TASK TO COMPLETE:
Write out the entries, please, from the line containing "Guideline: the keypoint for each instance of the bus windshield" through their final line, exactly and with nothing else.

Location identification items:
************
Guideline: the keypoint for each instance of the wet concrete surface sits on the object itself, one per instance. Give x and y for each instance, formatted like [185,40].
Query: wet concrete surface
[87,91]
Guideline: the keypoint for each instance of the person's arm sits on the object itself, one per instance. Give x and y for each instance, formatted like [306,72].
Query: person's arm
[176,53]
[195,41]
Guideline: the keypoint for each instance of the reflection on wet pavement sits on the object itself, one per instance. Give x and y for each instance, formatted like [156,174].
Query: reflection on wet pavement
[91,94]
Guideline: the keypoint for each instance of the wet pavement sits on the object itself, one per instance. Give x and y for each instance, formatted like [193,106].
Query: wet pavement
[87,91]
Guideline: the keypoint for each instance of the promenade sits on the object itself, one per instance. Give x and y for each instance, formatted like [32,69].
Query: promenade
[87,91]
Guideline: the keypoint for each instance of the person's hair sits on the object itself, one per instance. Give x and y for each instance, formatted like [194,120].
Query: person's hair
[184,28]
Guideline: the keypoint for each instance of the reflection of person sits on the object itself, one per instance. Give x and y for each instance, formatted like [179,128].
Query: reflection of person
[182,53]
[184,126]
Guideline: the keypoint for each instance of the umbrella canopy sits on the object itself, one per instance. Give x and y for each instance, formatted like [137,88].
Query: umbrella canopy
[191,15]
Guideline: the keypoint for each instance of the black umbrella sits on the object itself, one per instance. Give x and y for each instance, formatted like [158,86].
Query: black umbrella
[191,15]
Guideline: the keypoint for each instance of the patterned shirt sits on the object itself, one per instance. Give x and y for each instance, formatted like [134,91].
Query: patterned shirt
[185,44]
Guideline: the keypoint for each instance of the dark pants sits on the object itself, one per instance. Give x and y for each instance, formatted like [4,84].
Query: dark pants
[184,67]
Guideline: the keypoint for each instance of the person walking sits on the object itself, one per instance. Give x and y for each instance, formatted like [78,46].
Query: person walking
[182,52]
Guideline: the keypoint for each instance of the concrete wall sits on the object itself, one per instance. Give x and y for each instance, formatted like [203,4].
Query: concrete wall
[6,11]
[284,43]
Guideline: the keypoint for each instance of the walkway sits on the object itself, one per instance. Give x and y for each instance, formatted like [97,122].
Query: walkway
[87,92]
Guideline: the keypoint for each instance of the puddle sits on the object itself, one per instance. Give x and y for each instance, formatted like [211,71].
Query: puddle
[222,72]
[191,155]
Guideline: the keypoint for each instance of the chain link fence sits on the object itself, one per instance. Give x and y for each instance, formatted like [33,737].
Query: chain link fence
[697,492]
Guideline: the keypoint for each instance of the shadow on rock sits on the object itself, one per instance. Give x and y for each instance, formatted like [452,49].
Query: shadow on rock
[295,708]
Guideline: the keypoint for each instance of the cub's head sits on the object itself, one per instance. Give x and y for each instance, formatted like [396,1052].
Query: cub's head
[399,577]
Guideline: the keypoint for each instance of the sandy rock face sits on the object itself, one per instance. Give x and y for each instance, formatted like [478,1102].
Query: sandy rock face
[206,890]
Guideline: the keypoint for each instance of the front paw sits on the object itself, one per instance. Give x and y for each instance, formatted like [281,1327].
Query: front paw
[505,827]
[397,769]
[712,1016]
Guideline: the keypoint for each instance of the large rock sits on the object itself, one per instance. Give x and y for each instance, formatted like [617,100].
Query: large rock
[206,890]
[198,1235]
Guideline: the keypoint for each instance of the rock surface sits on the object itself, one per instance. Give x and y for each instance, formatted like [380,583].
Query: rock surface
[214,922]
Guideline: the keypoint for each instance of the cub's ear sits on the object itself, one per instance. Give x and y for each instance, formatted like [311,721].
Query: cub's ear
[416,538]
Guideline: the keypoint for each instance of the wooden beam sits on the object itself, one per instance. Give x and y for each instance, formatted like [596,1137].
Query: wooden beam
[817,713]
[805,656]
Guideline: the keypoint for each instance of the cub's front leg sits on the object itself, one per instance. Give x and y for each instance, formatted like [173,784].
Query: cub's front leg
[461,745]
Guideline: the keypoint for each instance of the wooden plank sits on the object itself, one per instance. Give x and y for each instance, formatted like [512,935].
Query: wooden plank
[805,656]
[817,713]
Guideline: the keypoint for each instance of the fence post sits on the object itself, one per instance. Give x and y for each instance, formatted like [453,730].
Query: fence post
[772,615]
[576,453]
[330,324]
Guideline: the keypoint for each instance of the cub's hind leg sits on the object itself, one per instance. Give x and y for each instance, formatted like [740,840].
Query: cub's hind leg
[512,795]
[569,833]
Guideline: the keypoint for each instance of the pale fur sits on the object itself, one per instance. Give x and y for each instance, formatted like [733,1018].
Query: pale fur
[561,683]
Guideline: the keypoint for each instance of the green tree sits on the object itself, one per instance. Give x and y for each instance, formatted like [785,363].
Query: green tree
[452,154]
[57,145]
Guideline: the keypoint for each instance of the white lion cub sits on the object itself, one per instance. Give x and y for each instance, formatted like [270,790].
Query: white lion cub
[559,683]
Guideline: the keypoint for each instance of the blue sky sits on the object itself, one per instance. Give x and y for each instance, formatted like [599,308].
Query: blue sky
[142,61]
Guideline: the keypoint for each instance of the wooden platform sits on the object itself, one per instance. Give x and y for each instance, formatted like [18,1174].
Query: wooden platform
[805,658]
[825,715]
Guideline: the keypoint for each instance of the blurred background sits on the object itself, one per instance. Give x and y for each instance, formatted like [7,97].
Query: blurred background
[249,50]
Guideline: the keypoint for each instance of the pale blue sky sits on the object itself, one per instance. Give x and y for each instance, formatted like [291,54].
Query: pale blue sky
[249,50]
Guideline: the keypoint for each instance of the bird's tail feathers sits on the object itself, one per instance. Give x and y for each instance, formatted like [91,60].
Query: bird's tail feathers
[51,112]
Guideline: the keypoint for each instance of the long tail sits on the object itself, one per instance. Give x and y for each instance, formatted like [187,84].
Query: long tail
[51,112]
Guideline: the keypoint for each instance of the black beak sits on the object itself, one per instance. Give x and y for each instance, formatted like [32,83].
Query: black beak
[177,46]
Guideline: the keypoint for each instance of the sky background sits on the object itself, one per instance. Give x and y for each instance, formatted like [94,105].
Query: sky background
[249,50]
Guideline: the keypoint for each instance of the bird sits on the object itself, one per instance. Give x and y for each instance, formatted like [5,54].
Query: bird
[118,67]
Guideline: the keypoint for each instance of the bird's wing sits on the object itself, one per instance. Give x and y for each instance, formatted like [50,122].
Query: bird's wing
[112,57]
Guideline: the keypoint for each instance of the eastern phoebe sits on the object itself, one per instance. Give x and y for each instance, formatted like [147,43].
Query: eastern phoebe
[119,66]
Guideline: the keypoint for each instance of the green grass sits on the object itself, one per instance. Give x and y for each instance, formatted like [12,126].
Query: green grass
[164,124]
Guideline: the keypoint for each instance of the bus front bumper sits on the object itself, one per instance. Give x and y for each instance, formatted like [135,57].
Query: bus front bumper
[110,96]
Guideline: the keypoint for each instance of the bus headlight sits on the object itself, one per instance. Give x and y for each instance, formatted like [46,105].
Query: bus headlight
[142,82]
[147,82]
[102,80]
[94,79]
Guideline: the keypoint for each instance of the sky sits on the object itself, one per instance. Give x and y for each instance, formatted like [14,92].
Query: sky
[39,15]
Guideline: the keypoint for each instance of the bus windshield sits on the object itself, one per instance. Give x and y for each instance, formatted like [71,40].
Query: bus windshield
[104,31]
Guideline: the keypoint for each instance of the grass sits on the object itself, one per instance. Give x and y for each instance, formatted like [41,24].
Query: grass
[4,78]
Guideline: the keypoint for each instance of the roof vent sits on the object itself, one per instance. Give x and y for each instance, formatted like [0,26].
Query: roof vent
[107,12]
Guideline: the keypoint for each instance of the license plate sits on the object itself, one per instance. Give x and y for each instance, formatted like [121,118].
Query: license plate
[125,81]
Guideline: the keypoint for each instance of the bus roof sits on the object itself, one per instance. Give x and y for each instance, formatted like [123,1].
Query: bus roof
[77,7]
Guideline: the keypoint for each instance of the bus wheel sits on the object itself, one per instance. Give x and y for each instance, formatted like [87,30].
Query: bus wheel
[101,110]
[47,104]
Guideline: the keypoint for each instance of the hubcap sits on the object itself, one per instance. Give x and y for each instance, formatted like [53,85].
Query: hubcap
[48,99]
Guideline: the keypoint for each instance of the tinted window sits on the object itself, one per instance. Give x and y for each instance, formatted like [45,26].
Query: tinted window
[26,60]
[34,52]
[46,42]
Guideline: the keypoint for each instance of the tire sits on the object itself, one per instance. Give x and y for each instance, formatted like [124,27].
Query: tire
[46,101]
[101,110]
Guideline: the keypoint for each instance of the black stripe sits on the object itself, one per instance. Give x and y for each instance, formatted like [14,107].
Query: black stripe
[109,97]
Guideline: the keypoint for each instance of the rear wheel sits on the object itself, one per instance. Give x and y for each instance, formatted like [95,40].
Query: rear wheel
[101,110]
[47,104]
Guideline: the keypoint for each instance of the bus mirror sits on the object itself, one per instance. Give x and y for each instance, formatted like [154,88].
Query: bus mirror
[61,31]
************
PROBLEM SOLUTION:
Guideline: the keypoint for each instance of the bus windshield sits on the object itself, one per instance. Give x and y for each instance, formatted like [71,40].
Query: bus windshield
[104,31]
Guideline: the keypoint for each instance of the grass sits on the object itself, one per instance. Give x and y for each instance, formatted like [41,24].
Query: grass
[4,78]
Guideline: the keypoint for each instance of the roof vent sits on the object itself, one per instance. Give x and y for each instance, formatted like [0,26].
Query: roof vent
[107,12]
Guideline: the keypoint for each instance of the license plate sits on the object itself, one per instance. Give x and y for each instance, formatted like [121,118].
Query: license plate
[125,81]
Guideline: the keypoint for each instance of the bus roof sits on the object itself, one per instance. Give x and y for each instance, formatted like [123,1].
Query: bus roof
[77,7]
Guideline: the keypoint for each instance of the bus wheel sits on the object itself, one per instance. Give x and y for each instance, formatted like [87,30].
Query: bus wheel
[101,110]
[47,104]
Guideline: the keypoint for each instance of the hubcap sits on the object itself, one per instance. Give x and y for each instance, formatted like [53,85].
Query: hubcap
[48,99]
Guideline: the keypoint for each instance of the tinted window sits on the object itself, one per instance. Give x and y for each instance, formatted like [45,26].
Query: tinted window
[26,60]
[34,52]
[46,42]
Guideline: the keypoint for each instance of the tire sits on the object itself, one per instance. Give x and y for each instance, formatted like [124,27].
Query: tire
[46,101]
[101,110]
Guideline: the keypoint for each instance of the black stripe sits on the object itself, one per instance. Give x and y for each instance, formatted like [14,107].
Query: black stripe
[109,97]
Guideline: the keypoint for each instance of the rear wheel sits on the object itself, one per instance. Give x and y for each instance, formatted like [95,40].
Query: rear wheel
[101,110]
[47,104]
Guideline: the keypoint for each instance of the bus mirror sits on the object itself, one per instance. Give x and y for each instance, formatted like [154,88].
Query: bus mirror
[61,31]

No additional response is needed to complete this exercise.